### PROVIDED ENTRIES

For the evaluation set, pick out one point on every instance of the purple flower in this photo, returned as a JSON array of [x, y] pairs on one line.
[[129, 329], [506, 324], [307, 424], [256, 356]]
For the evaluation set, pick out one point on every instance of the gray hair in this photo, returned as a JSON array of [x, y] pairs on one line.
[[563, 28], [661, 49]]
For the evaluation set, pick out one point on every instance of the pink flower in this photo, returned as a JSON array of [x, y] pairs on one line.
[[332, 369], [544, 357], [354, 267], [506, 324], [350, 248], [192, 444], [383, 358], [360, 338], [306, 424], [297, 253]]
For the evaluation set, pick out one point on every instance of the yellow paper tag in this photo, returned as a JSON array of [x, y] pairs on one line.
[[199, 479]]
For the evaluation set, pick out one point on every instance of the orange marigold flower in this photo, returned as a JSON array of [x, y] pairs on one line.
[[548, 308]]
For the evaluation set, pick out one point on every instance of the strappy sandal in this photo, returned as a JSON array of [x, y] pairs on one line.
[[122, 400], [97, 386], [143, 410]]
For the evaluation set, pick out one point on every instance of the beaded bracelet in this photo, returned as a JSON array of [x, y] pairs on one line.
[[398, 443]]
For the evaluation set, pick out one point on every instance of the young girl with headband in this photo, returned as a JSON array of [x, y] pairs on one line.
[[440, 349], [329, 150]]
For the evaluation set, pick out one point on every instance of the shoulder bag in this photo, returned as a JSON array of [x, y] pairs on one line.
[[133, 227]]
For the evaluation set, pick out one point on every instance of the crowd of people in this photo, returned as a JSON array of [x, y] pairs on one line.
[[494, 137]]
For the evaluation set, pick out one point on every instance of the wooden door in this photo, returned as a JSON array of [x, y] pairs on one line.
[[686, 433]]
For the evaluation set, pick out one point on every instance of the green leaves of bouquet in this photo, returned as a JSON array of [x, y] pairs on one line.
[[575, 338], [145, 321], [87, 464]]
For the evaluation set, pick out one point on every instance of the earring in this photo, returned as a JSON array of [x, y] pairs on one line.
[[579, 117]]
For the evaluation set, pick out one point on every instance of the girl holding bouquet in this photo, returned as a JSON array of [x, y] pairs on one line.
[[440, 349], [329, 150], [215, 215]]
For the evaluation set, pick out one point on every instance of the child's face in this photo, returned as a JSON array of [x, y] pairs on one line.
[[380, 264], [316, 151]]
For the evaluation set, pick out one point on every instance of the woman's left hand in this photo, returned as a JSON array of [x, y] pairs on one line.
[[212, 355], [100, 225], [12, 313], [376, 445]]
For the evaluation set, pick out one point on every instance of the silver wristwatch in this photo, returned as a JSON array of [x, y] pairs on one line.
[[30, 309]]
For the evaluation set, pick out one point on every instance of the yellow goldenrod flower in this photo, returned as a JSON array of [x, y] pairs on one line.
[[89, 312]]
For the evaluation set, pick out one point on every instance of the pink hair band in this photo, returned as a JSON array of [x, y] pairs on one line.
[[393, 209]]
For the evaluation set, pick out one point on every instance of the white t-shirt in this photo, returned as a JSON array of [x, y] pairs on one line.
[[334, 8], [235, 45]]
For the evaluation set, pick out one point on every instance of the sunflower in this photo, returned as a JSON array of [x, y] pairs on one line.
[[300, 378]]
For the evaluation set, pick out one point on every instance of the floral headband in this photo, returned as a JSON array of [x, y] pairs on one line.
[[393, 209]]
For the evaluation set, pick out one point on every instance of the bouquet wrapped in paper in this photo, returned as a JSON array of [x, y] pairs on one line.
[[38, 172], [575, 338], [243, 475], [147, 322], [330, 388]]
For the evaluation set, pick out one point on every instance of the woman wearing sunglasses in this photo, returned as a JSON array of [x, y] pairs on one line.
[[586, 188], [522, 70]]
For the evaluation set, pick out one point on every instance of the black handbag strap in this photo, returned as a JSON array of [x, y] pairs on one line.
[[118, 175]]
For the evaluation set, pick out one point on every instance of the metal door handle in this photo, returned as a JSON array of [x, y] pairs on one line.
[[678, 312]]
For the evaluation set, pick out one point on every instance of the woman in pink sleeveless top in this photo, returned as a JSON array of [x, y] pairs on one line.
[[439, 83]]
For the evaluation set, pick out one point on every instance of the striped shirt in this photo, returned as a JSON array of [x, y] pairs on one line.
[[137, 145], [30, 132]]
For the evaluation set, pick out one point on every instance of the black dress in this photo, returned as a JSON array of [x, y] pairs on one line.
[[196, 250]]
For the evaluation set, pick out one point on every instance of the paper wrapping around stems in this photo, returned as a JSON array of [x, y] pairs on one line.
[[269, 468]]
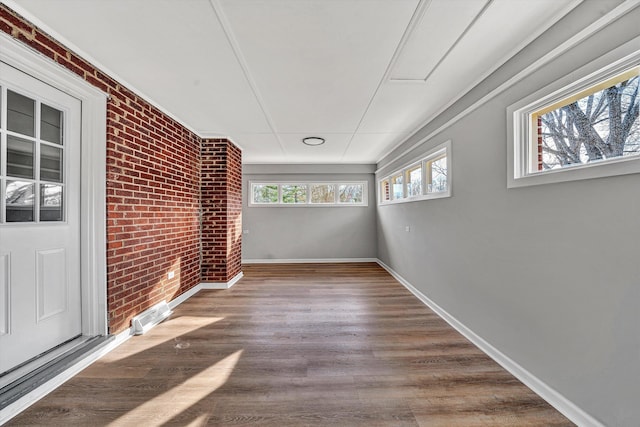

### EXERCISE INSTRUCTIONS
Change every "evaluation set" in the material above to "test set" and write out all of it again with nothing else altered. Leave the pictures out of your answer.

### EXPECTED ANSWER
For the test set, pick out one point on every instance of the purple flower in this photo, returned as a JSON array of [x, y] pairs on one line.
[[129, 329], [506, 324], [307, 424], [256, 356]]
For the test set, pick out one point on every instance of the gray hair in this photo, returned as a JSON array of [x, y] pairs on one line.
[[563, 28], [661, 49]]
For the test set, pick out one point on every instance of the pink flower in this photo, returned as a JSON array of [x, y] pairs on one line.
[[332, 369], [544, 357], [354, 267], [506, 324], [350, 248], [192, 444], [383, 358], [360, 338], [306, 424], [297, 253]]
For the test set, pick out one point on every instance of the yellow paper tag in this photo, returned as a JSON array of [x, y] pairs on one line.
[[199, 479]]
For the test set, pick out one point on every instance of the orange marigold flower in this photo, returned as a JSON array of [x, y] pairs on one line.
[[548, 308]]
For the test set, pick out one point on every instance of the strappy sandal in this photo, returned as a JSON array of [x, y] pairs on one line.
[[122, 400], [97, 386], [143, 410]]
For the test set, pick out one point on every instance of the beaded bracelet in this photo, returned as a JSON array of [x, y] pairs on one line.
[[398, 443]]
For the test set, pick out one point on every instance of the young girl with headband in this photo, returned as a JSON array of [x, y] pairs on one line.
[[440, 349], [329, 150]]
For the test set, pick out one point on every instance of the shoulder bag in this photo, returned as a JSON array of [x, y] pairs on one line.
[[133, 227]]
For the test set, pick out one point on every instance of the crowd of people in this photo, returned as a JSON array of [x, y] pairs on one line.
[[494, 137]]
For the test set, pick out one point on every instance of the wooden door in this photo, returned as a JSON array of [x, y] pairs on one line.
[[686, 433]]
For the test set, pick out one point on every instance of the green leaves of bouquet in this photo, returned as a JSON array of [x, y] pairs on one line.
[[575, 338], [145, 321], [87, 464]]
For the test set, pick out one point on every instance of the earring in this photo, returned as a JSON array of [x, y] pairs on one line.
[[579, 117]]
For the test set, pick out one point on every instance of the girl holding bouquet in this photo, returned as a JSON array of [x, y] pairs on one line.
[[440, 349], [329, 150], [215, 215]]
For the test set, pick out one point on every instance of the child's face in this photo, returned as a JSON array of [x, y] pairs on one line.
[[380, 264], [316, 151]]
For the test set, pick out one point on every instance of the woman's left hand in this photo, returned as a JSON array of [x, y] pairs on one line.
[[212, 355], [100, 225], [12, 313], [376, 445]]
For the test set, pick out one point on every instance of the silver wristwatch in this photo, returned as a JSON array of [x, y] pairs on one line.
[[30, 309]]
For the test set, pick out one point on every instance of the yellow goldenrod flower in this photo, returned as a JSON array of [x, y] pairs on one line.
[[89, 312]]
For the test set, pick out one point on every instance of the pink hair band in this photo, returned as a JSON array of [x, y] pairs on one line.
[[393, 209]]
For the test set, pick out one point on every instance of the white t-shirt in this photo, returned as a JSON array of [x, y] pairs on one line.
[[334, 8], [235, 45]]
For the test set, pick out one point on every instance of the sunflower in this photo, returned as a JSON array of [x, y] pairs on one line.
[[300, 378]]
For the test set, pick out one point on every instance of the floral headband in this photo, returned as a JSON array of [x, y] pairs on one line.
[[393, 209]]
For the test set, pick out one point on every instance of the bouquet wrapped in paper in this photo, returned as a JSON array of [x, y] pairs on one line.
[[38, 172], [575, 338], [243, 475], [147, 322], [330, 388]]
For the test set, pick out one point on every instance of the woman wearing sunglasses in this photo, returned as a JSON array of [x, y] pairs on one line.
[[586, 188], [522, 70]]
For the test set, pick out one point on every instance of the black handbag strap in this photo, returned as a JSON array of [x, y] pairs on one line.
[[118, 175]]
For the test set, pick out one point on every instance of the metal door handle in this photo, returned as a JSON array of [x, y] pairs on one line.
[[678, 312]]
For the test set, pick out one point on every instance of the woman in pink sleeveless top in this photo, returned as a JSON array of [x, y] pairs on one line.
[[439, 83]]
For the test set, pick out one point on every instance of the striped shirt in this photo, returned as a JSON array of [x, y] pairs on one line.
[[137, 145], [30, 132]]
For the test set, pick out one point on every instance of the black dress in this photo, returned as a JSON array of [x, y] pairs on one line.
[[196, 250]]
For the test set, pick out one point on every instance of the paper wrapping around stems in this photo, returned as a JSON array of [x, y] pairs on one line.
[[269, 468]]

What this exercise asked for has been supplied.